--- START DATASET ROWS ---

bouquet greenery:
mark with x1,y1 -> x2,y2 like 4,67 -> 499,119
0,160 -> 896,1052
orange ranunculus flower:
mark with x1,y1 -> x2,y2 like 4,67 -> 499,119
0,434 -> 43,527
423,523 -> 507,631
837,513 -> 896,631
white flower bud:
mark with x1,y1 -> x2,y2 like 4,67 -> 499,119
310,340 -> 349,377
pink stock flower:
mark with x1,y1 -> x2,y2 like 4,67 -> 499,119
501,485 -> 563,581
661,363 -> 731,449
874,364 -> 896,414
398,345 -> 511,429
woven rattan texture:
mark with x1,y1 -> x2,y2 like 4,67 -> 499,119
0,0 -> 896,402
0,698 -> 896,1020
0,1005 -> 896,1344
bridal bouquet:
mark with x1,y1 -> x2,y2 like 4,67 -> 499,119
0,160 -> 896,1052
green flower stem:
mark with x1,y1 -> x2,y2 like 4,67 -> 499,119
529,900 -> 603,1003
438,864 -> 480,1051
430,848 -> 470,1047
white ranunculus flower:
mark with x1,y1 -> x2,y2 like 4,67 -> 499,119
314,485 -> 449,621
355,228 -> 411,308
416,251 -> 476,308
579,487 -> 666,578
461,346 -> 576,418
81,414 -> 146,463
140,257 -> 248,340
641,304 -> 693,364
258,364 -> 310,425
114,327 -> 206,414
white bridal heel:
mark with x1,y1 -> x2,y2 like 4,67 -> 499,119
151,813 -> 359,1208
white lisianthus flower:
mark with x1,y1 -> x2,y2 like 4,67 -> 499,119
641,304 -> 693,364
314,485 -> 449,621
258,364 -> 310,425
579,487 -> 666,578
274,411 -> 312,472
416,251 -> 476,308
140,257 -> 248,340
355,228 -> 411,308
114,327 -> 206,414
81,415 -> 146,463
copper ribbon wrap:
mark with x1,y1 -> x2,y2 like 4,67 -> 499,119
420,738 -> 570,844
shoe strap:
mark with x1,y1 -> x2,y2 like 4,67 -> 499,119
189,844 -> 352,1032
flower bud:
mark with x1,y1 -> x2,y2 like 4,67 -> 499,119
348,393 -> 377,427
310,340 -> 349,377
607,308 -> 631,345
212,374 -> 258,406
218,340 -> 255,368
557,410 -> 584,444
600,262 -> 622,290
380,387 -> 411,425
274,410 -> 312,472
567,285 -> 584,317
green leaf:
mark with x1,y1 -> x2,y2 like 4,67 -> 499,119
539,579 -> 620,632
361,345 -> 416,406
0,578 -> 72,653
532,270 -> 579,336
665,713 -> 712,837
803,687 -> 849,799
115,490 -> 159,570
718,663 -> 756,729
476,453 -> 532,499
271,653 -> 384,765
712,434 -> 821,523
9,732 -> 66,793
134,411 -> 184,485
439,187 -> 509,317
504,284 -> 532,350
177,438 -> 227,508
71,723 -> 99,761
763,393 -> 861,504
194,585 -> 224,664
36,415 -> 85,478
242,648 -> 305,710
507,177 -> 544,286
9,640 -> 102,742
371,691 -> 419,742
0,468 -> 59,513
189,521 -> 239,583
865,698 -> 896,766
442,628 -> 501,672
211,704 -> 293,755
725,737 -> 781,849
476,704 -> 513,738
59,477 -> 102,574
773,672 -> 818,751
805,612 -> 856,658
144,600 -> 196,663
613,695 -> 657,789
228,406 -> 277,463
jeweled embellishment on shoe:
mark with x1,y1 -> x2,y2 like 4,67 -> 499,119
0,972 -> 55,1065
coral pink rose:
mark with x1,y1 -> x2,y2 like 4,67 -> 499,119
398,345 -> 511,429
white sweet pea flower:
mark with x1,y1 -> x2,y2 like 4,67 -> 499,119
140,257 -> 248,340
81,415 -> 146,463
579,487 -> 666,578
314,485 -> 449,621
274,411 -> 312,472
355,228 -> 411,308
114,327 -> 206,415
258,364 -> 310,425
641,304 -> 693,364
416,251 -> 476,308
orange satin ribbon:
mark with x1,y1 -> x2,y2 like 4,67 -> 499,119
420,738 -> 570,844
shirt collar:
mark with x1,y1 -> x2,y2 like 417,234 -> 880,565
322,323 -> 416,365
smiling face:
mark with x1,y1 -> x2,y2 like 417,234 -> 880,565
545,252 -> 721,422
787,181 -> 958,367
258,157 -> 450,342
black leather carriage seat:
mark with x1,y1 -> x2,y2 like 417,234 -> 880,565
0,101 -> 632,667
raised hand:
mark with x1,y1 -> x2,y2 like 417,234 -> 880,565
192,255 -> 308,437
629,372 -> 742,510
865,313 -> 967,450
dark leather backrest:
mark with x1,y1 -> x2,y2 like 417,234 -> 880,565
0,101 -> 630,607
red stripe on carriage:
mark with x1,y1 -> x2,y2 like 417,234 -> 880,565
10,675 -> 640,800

--- END DATASET ROWS ---

YOUR OBJECTIVE — Could you return all of the material above verbatim, with every line unchanged?

SOLVED PROBLEM —
bouquet greenery:
mark with x1,y1 -> x2,y2 like 4,67 -> 499,119
0,160 -> 896,1052
orange ranunculus flower:
mark with x1,y1 -> x2,y2 like 4,67 -> 499,119
0,434 -> 43,527
423,523 -> 507,631
837,513 -> 896,631
white flower bud:
mark with x1,y1 -> x2,y2 like 4,67 -> 499,119
310,340 -> 349,377
pink stock flower:
mark with x1,y1 -> x2,y2 like 4,67 -> 499,119
501,485 -> 563,581
661,363 -> 731,449
874,364 -> 896,414
398,345 -> 511,429
woven rattan texture:
mark with x1,y1 -> x2,y2 like 4,67 -> 499,119
0,0 -> 896,402
0,698 -> 896,1020
0,1005 -> 896,1344
bridal bouquet:
mark with x1,y1 -> x2,y2 like 4,67 -> 499,119
0,160 -> 896,1052
green flower stem:
mark with x1,y1 -> x2,y2 like 4,67 -> 499,119
529,900 -> 603,1003
438,864 -> 480,1051
430,848 -> 470,1047
white ranunculus flower:
mark with x1,y1 -> x2,y2 like 4,67 -> 499,119
314,485 -> 449,621
355,228 -> 411,308
416,251 -> 476,308
579,487 -> 666,578
461,346 -> 576,418
81,414 -> 146,463
140,257 -> 248,340
641,304 -> 693,364
258,364 -> 310,425
114,327 -> 206,414
white bridal heel:
mark with x1,y1 -> x2,y2 like 4,67 -> 499,119
151,813 -> 359,1208
white lisianthus flower:
mark with x1,y1 -> x2,y2 like 4,67 -> 499,119
641,304 -> 693,364
314,485 -> 449,621
258,364 -> 310,425
579,487 -> 666,578
274,411 -> 312,472
416,251 -> 476,308
140,257 -> 248,340
355,228 -> 411,308
114,327 -> 206,414
81,415 -> 146,463
copper ribbon wrap:
mark with x1,y1 -> x2,y2 like 4,67 -> 499,119
420,738 -> 570,844
shoe strap:
mark with x1,y1 -> x2,y2 like 4,67 -> 499,119
189,844 -> 352,1032
flower bud:
mark with x1,y1 -> x2,y2 like 4,67 -> 499,119
348,393 -> 377,427
310,340 -> 349,377
607,308 -> 631,345
212,374 -> 258,406
218,340 -> 255,368
557,410 -> 584,444
600,262 -> 622,290
380,387 -> 411,425
274,410 -> 312,472
567,285 -> 584,317
green leaf:
mark with x1,y1 -> x2,y2 like 4,67 -> 499,119
539,579 -> 620,632
361,345 -> 416,406
0,578 -> 72,653
532,270 -> 579,336
665,713 -> 712,837
803,687 -> 849,799
115,490 -> 159,570
718,663 -> 756,729
476,453 -> 532,499
271,653 -> 384,765
712,434 -> 821,523
9,732 -> 66,793
134,411 -> 184,485
439,187 -> 509,317
504,284 -> 532,350
177,438 -> 227,508
71,723 -> 99,761
763,393 -> 861,504
194,585 -> 224,664
36,415 -> 85,478
242,648 -> 305,710
507,177 -> 544,286
9,640 -> 102,742
371,691 -> 419,742
0,468 -> 59,513
189,521 -> 239,583
865,698 -> 896,766
442,628 -> 501,672
211,704 -> 293,755
725,737 -> 781,849
476,704 -> 513,738
59,477 -> 102,574
773,672 -> 818,751
805,612 -> 856,658
144,600 -> 196,663
613,695 -> 657,789
228,406 -> 277,463
jeweled embellishment on shoe:
mark with x1,y1 -> x2,y2 like 4,67 -> 499,119
0,972 -> 55,1065
coral pink rose:
mark with x1,y1 -> x2,y2 like 4,67 -> 499,119
398,345 -> 511,429
white sweet pea flower:
mark with x1,y1 -> x2,y2 like 4,67 -> 499,119
140,257 -> 248,340
81,415 -> 146,463
579,487 -> 666,578
314,485 -> 449,621
274,411 -> 312,472
355,228 -> 411,308
114,327 -> 206,415
258,364 -> 310,425
641,304 -> 693,364
416,251 -> 476,308
orange satin ribbon:
mark with x1,y1 -> x2,y2 like 4,67 -> 499,119
420,738 -> 570,844
shirt collar:
mark with x1,y1 -> x2,y2 like 417,234 -> 880,565
322,323 -> 416,365
smiling face:
mark with x1,y1 -> x2,y2 like 417,234 -> 880,565
545,252 -> 721,422
787,181 -> 958,367
258,157 -> 450,342
black leather carriage seat:
mark with x1,y1 -> x2,y2 like 417,234 -> 880,565
0,101 -> 632,667
raised hand:
mark with x1,y1 -> x2,y2 like 417,234 -> 880,565
192,255 -> 308,437
629,372 -> 742,510
865,313 -> 967,450
dark leather backrest:
mark with x1,y1 -> x2,y2 like 417,234 -> 880,565
0,101 -> 630,607
red stripe on carriage:
mark with x1,y1 -> x2,y2 like 417,234 -> 880,565
10,675 -> 640,800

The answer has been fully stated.